■ Exercise description ■
Please begin with the line containing "Label: night sky" and reproduce each line exactly until the records below end, without any pictures.

Dataset entries:
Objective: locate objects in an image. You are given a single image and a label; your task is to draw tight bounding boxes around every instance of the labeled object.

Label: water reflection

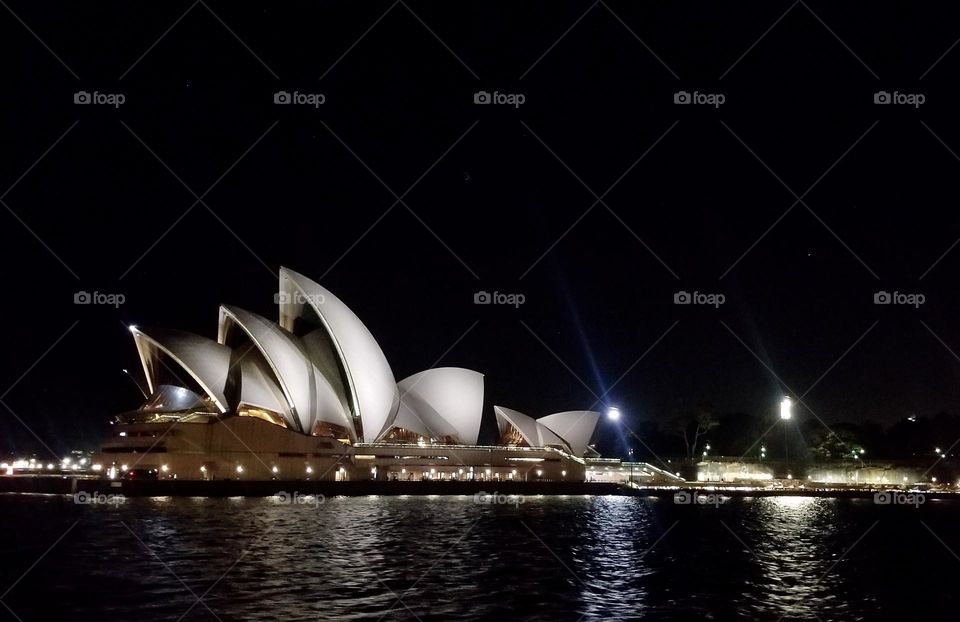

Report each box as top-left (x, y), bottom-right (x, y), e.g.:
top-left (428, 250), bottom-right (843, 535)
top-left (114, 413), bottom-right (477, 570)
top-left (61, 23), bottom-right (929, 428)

top-left (743, 497), bottom-right (846, 619)
top-left (577, 497), bottom-right (654, 619)
top-left (0, 494), bottom-right (954, 620)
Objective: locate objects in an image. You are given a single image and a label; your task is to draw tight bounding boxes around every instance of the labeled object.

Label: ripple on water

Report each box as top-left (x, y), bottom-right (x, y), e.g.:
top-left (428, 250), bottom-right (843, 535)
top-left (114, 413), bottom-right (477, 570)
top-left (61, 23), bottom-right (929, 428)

top-left (0, 494), bottom-right (956, 620)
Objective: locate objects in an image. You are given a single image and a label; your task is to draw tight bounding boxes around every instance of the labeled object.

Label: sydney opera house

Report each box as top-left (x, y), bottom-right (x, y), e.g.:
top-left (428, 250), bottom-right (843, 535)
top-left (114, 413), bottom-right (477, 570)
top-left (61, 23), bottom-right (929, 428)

top-left (94, 268), bottom-right (604, 482)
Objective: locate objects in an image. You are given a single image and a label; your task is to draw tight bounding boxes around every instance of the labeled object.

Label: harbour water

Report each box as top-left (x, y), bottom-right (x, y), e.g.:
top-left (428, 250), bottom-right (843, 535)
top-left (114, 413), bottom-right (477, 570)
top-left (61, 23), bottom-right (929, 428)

top-left (1, 494), bottom-right (957, 620)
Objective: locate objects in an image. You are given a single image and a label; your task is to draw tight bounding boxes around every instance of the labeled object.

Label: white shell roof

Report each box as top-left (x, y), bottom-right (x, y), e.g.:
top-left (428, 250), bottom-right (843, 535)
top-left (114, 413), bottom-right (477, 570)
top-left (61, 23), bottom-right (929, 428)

top-left (278, 267), bottom-right (399, 443)
top-left (130, 327), bottom-right (231, 413)
top-left (494, 406), bottom-right (570, 451)
top-left (381, 367), bottom-right (485, 444)
top-left (537, 411), bottom-right (600, 457)
top-left (237, 352), bottom-right (293, 422)
top-left (218, 305), bottom-right (352, 436)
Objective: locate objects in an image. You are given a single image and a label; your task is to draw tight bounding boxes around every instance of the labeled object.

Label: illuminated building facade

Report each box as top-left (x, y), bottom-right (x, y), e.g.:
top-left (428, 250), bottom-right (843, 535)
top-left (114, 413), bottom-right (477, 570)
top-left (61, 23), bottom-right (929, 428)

top-left (95, 268), bottom-right (602, 481)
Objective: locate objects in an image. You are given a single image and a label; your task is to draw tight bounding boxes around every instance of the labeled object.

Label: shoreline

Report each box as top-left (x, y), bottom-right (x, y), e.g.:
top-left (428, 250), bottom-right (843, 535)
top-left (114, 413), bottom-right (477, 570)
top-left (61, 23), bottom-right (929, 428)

top-left (0, 476), bottom-right (957, 499)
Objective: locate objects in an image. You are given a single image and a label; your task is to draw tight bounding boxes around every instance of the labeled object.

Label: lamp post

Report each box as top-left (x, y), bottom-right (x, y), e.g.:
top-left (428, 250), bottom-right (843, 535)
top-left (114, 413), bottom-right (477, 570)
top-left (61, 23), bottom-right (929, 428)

top-left (780, 396), bottom-right (792, 461)
top-left (608, 407), bottom-right (629, 480)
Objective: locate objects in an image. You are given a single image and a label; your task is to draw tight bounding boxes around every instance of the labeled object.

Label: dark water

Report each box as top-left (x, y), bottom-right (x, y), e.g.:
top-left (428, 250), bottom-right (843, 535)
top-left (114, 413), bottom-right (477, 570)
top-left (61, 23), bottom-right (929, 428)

top-left (1, 494), bottom-right (958, 621)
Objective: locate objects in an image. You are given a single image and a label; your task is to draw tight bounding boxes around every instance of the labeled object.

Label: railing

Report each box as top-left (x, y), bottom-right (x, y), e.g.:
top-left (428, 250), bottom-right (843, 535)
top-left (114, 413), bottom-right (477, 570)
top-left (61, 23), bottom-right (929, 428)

top-left (627, 462), bottom-right (685, 482)
top-left (354, 442), bottom-right (587, 464)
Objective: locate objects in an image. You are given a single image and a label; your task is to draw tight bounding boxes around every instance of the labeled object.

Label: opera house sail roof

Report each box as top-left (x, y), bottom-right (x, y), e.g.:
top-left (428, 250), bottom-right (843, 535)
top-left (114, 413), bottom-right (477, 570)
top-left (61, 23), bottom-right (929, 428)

top-left (123, 267), bottom-right (600, 456)
top-left (494, 407), bottom-right (601, 457)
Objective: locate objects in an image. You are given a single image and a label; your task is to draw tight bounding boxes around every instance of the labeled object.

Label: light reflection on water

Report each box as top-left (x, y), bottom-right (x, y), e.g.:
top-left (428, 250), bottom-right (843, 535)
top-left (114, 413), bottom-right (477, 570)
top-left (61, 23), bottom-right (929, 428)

top-left (743, 497), bottom-right (854, 620)
top-left (0, 494), bottom-right (956, 620)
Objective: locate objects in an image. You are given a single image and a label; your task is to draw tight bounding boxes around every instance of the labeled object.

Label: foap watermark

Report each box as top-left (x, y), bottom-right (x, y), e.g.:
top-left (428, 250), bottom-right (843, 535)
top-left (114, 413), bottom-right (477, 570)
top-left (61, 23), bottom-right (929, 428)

top-left (874, 290), bottom-right (925, 308)
top-left (274, 90), bottom-right (325, 108)
top-left (674, 290), bottom-right (725, 308)
top-left (873, 90), bottom-right (925, 108)
top-left (274, 290), bottom-right (325, 306)
top-left (673, 490), bottom-right (727, 507)
top-left (474, 491), bottom-right (524, 507)
top-left (74, 490), bottom-right (125, 505)
top-left (473, 90), bottom-right (525, 108)
top-left (274, 491), bottom-right (325, 507)
top-left (74, 90), bottom-right (126, 108)
top-left (474, 290), bottom-right (525, 308)
top-left (74, 290), bottom-right (125, 308)
top-left (674, 90), bottom-right (725, 108)
top-left (874, 491), bottom-right (925, 508)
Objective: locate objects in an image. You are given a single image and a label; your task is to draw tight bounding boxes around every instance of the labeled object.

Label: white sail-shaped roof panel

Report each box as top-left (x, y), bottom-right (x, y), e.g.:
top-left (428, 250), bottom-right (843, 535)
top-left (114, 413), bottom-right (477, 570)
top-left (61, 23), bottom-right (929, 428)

top-left (388, 397), bottom-right (460, 441)
top-left (130, 327), bottom-right (231, 413)
top-left (494, 406), bottom-right (570, 451)
top-left (278, 267), bottom-right (399, 443)
top-left (238, 353), bottom-right (293, 422)
top-left (537, 411), bottom-right (600, 457)
top-left (218, 305), bottom-right (352, 437)
top-left (380, 368), bottom-right (484, 443)
top-left (402, 368), bottom-right (484, 443)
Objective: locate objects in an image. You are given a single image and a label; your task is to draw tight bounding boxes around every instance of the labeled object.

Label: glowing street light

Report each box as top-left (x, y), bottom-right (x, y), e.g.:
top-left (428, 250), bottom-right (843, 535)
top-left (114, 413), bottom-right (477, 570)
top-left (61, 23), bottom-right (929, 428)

top-left (780, 396), bottom-right (793, 420)
top-left (779, 397), bottom-right (793, 460)
top-left (607, 406), bottom-right (621, 421)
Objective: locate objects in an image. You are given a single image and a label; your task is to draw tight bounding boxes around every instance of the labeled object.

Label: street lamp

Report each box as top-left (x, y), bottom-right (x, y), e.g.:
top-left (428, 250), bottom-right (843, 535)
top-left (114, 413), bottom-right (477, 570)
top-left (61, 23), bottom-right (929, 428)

top-left (780, 396), bottom-right (793, 461)
top-left (780, 397), bottom-right (793, 420)
top-left (627, 448), bottom-right (634, 484)
top-left (607, 406), bottom-right (621, 421)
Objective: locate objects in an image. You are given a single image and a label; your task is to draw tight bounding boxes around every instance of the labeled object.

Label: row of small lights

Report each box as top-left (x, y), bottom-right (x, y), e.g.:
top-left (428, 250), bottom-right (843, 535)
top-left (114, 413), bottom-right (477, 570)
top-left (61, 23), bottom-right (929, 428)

top-left (5, 460), bottom-right (550, 478)
top-left (2, 457), bottom-right (90, 475)
top-left (101, 465), bottom-right (556, 478)
top-left (398, 468), bottom-right (555, 478)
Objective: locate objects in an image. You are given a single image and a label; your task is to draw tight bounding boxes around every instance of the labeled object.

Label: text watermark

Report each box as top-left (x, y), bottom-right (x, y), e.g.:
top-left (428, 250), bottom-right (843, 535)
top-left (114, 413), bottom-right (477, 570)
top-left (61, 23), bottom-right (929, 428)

top-left (674, 290), bottom-right (725, 308)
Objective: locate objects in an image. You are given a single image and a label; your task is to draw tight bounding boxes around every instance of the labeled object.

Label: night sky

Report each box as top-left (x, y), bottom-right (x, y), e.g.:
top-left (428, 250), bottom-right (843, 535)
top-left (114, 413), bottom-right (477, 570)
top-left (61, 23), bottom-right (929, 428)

top-left (3, 2), bottom-right (960, 457)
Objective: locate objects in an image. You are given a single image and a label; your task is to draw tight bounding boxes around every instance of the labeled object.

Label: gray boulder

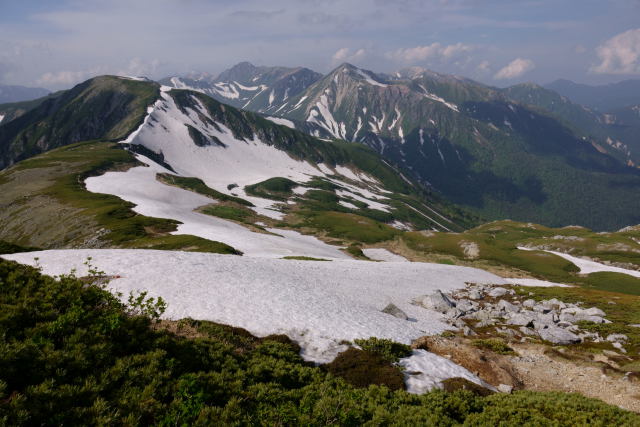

■ Solution to this task ■
Label: night sky

Report each box as top-left (x, y), bottom-right (x, y), e.g.:
top-left (428, 250), bottom-right (843, 535)
top-left (114, 413), bottom-right (477, 570)
top-left (61, 23), bottom-right (929, 428)

top-left (3, 2), bottom-right (960, 457)
Objective: locate objects in an image. You are given a single image and a label; your task is to draw tight bounding boxes around every instance of the labeled object.

Label: gray boulder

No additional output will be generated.